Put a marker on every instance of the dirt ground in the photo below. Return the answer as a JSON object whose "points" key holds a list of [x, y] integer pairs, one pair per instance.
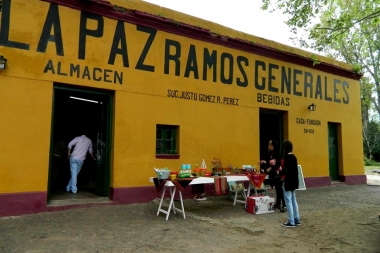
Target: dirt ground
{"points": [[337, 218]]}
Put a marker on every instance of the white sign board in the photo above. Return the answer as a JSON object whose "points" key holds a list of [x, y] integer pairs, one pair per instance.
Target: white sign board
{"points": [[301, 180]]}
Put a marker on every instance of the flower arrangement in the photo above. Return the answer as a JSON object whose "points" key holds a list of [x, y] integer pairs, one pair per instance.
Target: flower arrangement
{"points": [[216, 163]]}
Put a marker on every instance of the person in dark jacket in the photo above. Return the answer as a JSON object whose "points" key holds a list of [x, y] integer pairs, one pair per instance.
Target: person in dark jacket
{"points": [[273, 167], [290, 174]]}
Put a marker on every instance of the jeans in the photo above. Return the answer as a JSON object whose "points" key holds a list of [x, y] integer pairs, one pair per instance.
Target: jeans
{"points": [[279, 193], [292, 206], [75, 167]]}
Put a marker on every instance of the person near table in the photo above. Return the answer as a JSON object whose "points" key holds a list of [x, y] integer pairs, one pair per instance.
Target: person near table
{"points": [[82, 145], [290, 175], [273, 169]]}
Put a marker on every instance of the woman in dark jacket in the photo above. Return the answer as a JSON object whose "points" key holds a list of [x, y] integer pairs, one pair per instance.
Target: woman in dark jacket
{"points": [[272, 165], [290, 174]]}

■ ■ ■

**THE REQUEST:**
Copy the lines above word for word, starting at the line that contains "Put a marker on every instance of the person near" and ending with the final line.

**EXPECTED ANSWER:**
Put a marker on every instance of the person near table in the photo above. Return the answer as a JSON object whose "points" key holds a list of [x, y] integer pairs, one pair per instance.
Target: person near table
{"points": [[82, 145], [290, 175], [273, 169]]}
Put a marker on every instance of the woman in dark jacket in the photo above. Return the answer as a JSON object whose "points" key holds a list of [x, y] integer pairs, one pair per instance.
Target: woman in dark jacket
{"points": [[272, 165], [290, 174]]}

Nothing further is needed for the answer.